++++ Material provided ++++
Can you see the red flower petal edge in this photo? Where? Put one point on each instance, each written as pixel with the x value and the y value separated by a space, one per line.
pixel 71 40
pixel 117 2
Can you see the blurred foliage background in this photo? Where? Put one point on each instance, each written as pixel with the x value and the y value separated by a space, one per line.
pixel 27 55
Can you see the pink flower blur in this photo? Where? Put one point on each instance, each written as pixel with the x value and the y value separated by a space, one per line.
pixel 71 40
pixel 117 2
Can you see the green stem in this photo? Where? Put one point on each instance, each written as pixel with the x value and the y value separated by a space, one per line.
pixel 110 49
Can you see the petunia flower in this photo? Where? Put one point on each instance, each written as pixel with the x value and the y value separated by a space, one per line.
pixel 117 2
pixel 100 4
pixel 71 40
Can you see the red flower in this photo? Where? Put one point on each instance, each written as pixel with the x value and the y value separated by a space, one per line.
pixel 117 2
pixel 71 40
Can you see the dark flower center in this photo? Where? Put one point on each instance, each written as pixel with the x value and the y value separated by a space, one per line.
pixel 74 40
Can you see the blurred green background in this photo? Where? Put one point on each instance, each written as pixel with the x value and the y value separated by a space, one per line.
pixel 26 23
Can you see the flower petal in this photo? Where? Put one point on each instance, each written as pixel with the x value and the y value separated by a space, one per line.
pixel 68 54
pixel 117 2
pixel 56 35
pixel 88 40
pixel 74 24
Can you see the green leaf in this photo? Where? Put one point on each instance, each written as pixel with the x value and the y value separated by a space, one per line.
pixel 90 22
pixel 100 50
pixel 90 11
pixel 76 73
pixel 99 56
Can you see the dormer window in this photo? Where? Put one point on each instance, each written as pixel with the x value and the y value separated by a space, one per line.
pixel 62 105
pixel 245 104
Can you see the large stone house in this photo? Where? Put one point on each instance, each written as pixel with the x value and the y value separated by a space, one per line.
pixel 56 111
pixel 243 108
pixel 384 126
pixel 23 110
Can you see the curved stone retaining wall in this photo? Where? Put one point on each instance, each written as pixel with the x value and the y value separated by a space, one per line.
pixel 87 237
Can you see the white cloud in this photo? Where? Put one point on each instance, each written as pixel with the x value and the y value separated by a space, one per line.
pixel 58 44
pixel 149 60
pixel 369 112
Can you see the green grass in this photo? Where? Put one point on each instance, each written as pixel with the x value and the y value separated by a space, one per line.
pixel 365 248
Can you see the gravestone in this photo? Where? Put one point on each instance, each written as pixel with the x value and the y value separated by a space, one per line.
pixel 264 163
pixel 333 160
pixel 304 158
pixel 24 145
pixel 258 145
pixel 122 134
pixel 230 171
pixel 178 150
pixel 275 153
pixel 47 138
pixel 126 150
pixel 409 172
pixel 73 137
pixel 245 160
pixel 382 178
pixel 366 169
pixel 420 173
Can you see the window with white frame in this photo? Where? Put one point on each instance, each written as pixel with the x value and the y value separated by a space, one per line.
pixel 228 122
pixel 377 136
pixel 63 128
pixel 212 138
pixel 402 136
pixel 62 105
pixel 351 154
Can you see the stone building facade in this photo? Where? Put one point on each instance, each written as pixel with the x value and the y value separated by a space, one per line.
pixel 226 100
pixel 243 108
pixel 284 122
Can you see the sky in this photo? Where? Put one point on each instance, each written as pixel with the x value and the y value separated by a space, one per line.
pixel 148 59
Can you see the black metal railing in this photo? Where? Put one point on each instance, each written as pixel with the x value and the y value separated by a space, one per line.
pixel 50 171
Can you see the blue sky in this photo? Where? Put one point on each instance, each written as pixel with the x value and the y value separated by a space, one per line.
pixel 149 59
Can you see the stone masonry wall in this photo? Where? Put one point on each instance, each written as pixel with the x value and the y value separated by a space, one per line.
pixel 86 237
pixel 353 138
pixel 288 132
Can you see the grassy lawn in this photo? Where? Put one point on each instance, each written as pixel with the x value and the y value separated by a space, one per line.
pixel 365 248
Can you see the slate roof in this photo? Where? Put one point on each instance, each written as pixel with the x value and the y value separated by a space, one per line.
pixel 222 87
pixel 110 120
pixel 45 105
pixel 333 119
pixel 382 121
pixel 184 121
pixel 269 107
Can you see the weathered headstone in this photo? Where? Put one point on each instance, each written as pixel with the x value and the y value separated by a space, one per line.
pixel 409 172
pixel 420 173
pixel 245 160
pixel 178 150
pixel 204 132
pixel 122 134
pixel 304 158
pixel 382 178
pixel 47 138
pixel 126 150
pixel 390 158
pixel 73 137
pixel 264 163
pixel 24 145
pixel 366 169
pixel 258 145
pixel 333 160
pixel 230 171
++++
Your task: Write out each line exactly, as it is shown above.

Exercise answer:
Can you see the red flower petal edge in this photo? Where? Put one point on each instance, each written as pixel with the x value and the y value separated by a space, one per line.
pixel 71 40
pixel 117 2
Can you see the blurred foliage background in this photo? Where? Put one point on each instance, each written as pixel with the x value and the y value separated by a space, one per line.
pixel 27 55
Can you see the pink flower blur in this photo? Where? Put one point on each instance, each written as pixel with the x value and the y value separated by a space, one per line.
pixel 71 40
pixel 117 2
Can you see the green stem in this photo? Where? Put one point on each instance, each written as pixel with the x value and the y value separated by a space, one per line.
pixel 110 49
Can you see the petunia flower in this photo? Where? Put one point on each instance, each written as pixel with the x value and the y value separated by a space, one per line.
pixel 117 2
pixel 100 4
pixel 71 40
Can you see the red flower in this photo? Where? Put one point on each instance, each written as pixel with the x value and the y value separated by a space, one per line.
pixel 117 2
pixel 71 40
Can you see the dark flower center in this photo? Where? Put one point on each instance, each written as pixel with the x value and the y value separated by a space, one per line.
pixel 74 40
Can you see the blurred green background in this photo? Where? Put one point on each instance, each written as pixel with the x value and the y value separated by a space, one per line.
pixel 26 23
Can you see the flower petal in this photo? Where? Put one point on each instance, each written as pixel with the x value and the y value separated by a space, one per line.
pixel 68 54
pixel 117 2
pixel 56 35
pixel 88 40
pixel 74 24
Can you see the green leaf in this photo? Where? Put one point on each instance, each written as pixel with the x value and the y value separated by a space, one per line.
pixel 90 22
pixel 100 50
pixel 90 11
pixel 76 73
pixel 99 56
Can you see the dormer window in this photo? Where? Put one point on each instance, each written as pixel with the x value and the y value separated by a space, one per line.
pixel 62 105
pixel 245 104
Can you see the large stone house in this photo? Where? Put one point on each instance, each written as pixel with the x value and the y value separated by a space, one per line.
pixel 56 111
pixel 243 108
pixel 384 126
pixel 23 110
Can you see the curved stone retaining wall in this photo? Where? Put one point on each instance, each written as pixel with the x value and the y value separated by a space, one per line.
pixel 87 237
Can you see the white cloud in this photo? Where? Put one point on each instance, each written as pixel with the x value and the y value separated by a space, one per line.
pixel 58 44
pixel 149 60
pixel 369 112
Can you see the green grass in this photo? Where? Put one point on each instance, each written as pixel with the x value and the y value separated by a space, one per line.
pixel 365 248
Can you see the gravestone in this photo? Where? Put one point on each instance, each written as pixel with the x value and the y value separated by a space, one per line.
pixel 264 163
pixel 333 160
pixel 304 158
pixel 24 145
pixel 258 145
pixel 122 134
pixel 230 171
pixel 178 150
pixel 275 153
pixel 47 138
pixel 126 150
pixel 409 172
pixel 73 137
pixel 245 160
pixel 382 178
pixel 366 169
pixel 420 173
Can you see the window with white frame in this photo? Where? Put one point on each instance, each written as pixel with the x value and the y value separated by a space, one per line.
pixel 228 122
pixel 377 136
pixel 63 128
pixel 212 138
pixel 402 136
pixel 62 105
pixel 351 154
Can you see the stone building facade in this photo? Where? Put one point on each instance, each written as pixel with the x value and the y value separated by a space, one per line.
pixel 226 100
pixel 243 108
pixel 284 122
Can you see the sky in this photo? Where? Put one point on each instance, each written as pixel with the x value and the y value separated by a space, one per line.
pixel 148 59
Can you see the black metal railing in this photo? Where? Put one point on each instance, each written as pixel with the x value and the y value separated by a space, one per line.
pixel 50 171
Can you see the blue sky in this photo? Where? Put one point on each instance, each written as pixel with the x value and the y value separated by a space, one per line.
pixel 149 59
Can you see the stone masonry wall in this photo? Where? Put one point on each instance, each written as pixel with the x value and the y value separated by a space, one per line.
pixel 86 237
pixel 353 138
pixel 288 132
Can you see the grassy lawn in this photo? Where? Put one point on each instance, each written as pixel with the x value and the y value separated by a space, one per line.
pixel 365 248
Can you see the slate roof in this photo? Where? Put one point on each instance, each written as pixel with the x value and the y value separated by a space, one per line.
pixel 222 87
pixel 110 120
pixel 45 105
pixel 333 119
pixel 382 121
pixel 184 121
pixel 269 107
Can you see the weathered headstone in this photo? Where? Put one point on each instance, each written as pixel with the x value and the y value separated by a space, one per line.
pixel 409 172
pixel 420 173
pixel 245 160
pixel 178 150
pixel 204 132
pixel 122 134
pixel 304 158
pixel 382 178
pixel 47 138
pixel 126 150
pixel 390 158
pixel 73 137
pixel 264 163
pixel 24 145
pixel 366 169
pixel 258 145
pixel 333 160
pixel 230 171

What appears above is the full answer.